WHAT YOU WILL DO
Everything from the line with "Practice step: label each instance of the cow's" to the last line of the material below is what to reproduce, exactly and with no other lines.
---
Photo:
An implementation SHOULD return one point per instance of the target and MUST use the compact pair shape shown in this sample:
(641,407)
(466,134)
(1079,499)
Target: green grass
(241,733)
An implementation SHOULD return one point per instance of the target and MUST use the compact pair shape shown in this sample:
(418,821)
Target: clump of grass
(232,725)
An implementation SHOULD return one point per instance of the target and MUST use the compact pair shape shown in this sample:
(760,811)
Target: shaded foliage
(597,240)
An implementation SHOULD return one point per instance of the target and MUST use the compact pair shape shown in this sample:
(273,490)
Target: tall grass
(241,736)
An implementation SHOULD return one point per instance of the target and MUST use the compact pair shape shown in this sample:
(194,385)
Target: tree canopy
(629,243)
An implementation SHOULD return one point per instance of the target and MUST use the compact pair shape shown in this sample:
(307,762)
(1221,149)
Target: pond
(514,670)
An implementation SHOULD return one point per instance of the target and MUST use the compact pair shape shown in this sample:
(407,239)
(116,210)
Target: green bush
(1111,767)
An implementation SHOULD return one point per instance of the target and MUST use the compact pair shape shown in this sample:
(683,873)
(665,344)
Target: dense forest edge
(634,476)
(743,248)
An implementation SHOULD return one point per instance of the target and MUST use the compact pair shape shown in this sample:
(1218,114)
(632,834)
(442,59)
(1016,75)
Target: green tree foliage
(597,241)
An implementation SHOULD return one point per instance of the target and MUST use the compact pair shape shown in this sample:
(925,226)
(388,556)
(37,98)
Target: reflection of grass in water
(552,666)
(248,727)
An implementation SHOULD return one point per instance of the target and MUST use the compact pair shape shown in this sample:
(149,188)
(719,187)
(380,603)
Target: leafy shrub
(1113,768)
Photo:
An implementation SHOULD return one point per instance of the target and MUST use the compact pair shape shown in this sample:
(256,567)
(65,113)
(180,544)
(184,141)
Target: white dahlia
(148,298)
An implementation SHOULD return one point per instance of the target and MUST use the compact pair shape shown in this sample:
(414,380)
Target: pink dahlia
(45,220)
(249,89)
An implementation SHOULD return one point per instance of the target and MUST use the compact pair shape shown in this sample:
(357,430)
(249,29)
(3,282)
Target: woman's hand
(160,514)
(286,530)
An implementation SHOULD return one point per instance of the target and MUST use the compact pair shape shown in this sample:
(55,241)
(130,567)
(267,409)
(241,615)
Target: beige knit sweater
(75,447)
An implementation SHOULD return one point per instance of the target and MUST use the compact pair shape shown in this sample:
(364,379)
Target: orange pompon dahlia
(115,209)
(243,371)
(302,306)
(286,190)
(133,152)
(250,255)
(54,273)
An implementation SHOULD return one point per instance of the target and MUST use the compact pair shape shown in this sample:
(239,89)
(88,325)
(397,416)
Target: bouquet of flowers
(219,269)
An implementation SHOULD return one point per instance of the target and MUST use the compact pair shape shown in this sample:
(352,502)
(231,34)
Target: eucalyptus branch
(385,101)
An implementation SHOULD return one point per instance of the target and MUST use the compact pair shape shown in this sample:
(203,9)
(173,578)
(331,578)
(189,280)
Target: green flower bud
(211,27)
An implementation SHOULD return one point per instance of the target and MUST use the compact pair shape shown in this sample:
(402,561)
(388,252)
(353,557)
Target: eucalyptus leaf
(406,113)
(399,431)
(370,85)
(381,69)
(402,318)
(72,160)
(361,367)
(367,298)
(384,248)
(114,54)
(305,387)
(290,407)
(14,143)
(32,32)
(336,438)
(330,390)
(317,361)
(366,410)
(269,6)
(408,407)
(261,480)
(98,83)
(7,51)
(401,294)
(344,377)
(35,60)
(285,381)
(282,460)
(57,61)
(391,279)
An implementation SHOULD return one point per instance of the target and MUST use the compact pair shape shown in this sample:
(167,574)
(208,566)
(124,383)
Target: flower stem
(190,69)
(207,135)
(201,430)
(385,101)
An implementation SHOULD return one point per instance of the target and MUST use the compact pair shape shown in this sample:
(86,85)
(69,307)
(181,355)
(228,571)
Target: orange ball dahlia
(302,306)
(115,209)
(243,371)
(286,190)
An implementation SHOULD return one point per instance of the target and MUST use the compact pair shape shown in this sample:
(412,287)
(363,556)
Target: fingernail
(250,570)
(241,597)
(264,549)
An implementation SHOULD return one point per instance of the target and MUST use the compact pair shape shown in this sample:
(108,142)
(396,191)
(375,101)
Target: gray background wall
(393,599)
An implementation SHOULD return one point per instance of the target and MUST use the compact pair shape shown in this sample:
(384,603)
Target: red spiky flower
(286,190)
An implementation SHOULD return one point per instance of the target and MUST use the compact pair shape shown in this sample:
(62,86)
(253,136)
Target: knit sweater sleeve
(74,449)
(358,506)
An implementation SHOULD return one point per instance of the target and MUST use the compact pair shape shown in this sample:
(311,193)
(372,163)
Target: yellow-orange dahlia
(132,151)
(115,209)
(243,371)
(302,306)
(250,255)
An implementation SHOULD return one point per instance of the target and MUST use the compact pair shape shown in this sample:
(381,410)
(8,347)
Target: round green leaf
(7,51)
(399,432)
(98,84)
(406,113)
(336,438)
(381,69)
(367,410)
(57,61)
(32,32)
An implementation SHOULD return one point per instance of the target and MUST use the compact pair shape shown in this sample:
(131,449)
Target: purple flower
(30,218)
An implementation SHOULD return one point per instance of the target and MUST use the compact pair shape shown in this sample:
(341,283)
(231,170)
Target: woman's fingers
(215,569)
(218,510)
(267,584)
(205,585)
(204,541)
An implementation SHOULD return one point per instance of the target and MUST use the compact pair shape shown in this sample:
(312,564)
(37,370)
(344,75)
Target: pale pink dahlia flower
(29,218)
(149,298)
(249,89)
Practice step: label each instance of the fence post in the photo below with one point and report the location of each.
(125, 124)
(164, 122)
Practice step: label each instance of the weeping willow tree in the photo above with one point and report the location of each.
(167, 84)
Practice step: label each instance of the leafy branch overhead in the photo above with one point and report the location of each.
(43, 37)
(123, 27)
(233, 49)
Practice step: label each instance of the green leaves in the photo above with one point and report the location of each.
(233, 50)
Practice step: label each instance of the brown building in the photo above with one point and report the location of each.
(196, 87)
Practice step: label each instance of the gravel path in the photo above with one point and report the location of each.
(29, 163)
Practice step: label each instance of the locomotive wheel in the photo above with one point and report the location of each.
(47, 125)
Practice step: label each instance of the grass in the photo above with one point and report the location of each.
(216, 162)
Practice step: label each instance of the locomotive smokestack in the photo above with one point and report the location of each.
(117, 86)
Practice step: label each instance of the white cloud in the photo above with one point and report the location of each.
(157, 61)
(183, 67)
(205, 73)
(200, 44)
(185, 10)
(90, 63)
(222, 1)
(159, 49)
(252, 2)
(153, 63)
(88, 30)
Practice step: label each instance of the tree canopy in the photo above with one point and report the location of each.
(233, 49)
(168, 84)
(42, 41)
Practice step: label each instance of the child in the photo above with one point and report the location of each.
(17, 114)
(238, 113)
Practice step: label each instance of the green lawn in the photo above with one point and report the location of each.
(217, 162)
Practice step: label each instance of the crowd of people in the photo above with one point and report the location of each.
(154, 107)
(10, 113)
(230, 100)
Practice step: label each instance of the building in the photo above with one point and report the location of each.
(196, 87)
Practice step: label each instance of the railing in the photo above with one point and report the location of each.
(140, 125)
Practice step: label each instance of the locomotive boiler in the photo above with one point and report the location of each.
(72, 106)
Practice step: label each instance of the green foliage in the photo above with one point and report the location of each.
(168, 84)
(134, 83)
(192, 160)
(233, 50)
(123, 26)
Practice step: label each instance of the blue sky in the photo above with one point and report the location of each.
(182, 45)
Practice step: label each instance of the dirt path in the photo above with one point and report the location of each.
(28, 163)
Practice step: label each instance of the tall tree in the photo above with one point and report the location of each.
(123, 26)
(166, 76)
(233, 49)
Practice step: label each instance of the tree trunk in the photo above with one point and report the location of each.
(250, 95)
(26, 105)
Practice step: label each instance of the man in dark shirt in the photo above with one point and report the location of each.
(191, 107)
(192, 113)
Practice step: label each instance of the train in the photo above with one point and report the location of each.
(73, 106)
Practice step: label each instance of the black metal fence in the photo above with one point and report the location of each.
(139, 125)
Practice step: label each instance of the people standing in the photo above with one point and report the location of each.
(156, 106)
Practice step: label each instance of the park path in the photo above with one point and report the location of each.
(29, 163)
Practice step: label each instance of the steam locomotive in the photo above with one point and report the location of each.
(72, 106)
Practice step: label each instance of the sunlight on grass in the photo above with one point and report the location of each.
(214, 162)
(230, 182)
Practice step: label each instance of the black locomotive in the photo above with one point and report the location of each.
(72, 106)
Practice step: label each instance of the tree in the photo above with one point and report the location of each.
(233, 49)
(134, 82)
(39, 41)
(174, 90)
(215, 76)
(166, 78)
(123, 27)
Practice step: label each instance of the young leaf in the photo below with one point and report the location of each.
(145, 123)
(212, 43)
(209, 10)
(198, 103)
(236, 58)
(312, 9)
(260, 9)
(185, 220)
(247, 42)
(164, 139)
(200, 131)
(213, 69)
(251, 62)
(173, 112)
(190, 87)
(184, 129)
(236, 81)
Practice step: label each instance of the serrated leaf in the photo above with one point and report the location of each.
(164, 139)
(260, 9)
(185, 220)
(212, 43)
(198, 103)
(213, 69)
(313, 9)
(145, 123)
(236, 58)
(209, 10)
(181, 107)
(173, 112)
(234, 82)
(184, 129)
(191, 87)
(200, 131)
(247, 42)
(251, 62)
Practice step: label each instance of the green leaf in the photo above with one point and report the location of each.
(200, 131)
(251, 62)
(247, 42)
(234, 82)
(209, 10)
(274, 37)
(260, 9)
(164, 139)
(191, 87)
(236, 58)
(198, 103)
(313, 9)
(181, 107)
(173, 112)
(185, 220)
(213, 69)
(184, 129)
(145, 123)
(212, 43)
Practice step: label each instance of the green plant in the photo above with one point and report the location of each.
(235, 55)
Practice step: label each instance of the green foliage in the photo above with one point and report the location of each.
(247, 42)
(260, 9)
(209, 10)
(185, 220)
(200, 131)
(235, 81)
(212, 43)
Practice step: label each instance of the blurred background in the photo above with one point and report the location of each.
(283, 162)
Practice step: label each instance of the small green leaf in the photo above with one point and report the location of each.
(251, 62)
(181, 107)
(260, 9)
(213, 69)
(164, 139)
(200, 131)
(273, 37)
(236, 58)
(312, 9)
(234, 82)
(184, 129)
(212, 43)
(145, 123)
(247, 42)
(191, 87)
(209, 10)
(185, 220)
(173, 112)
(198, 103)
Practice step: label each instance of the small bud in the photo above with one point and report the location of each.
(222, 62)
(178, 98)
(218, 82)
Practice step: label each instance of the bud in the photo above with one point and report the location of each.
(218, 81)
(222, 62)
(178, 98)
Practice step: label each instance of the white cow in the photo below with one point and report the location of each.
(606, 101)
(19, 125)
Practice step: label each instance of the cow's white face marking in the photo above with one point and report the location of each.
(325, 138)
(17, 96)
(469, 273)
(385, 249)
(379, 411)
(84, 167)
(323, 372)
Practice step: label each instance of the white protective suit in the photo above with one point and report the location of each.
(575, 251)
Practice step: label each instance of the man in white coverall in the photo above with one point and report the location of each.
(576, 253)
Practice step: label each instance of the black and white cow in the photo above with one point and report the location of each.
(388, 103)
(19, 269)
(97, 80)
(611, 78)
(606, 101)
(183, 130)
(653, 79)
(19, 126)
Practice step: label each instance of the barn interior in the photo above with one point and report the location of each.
---
EXPECTED ANSWER
Practice step: label each instance of the cow's white face marking in the photo above with one point and report the location of each.
(325, 138)
(17, 96)
(469, 273)
(385, 249)
(379, 411)
(84, 167)
(323, 372)
Practice step: label each instance of the white protective suit in the photo above with one point and report the location of each.
(575, 251)
Practice step: label each instance of the man in white coverall in the photo above with one point and report the location of each.
(576, 253)
Practice step: label each instance of the black and white cow in the photo above with one point and report the location of each.
(388, 103)
(19, 269)
(97, 80)
(611, 78)
(606, 101)
(183, 130)
(653, 79)
(19, 126)
Practice step: label each instance of the barn interior in the photo above with one point and report the location of each.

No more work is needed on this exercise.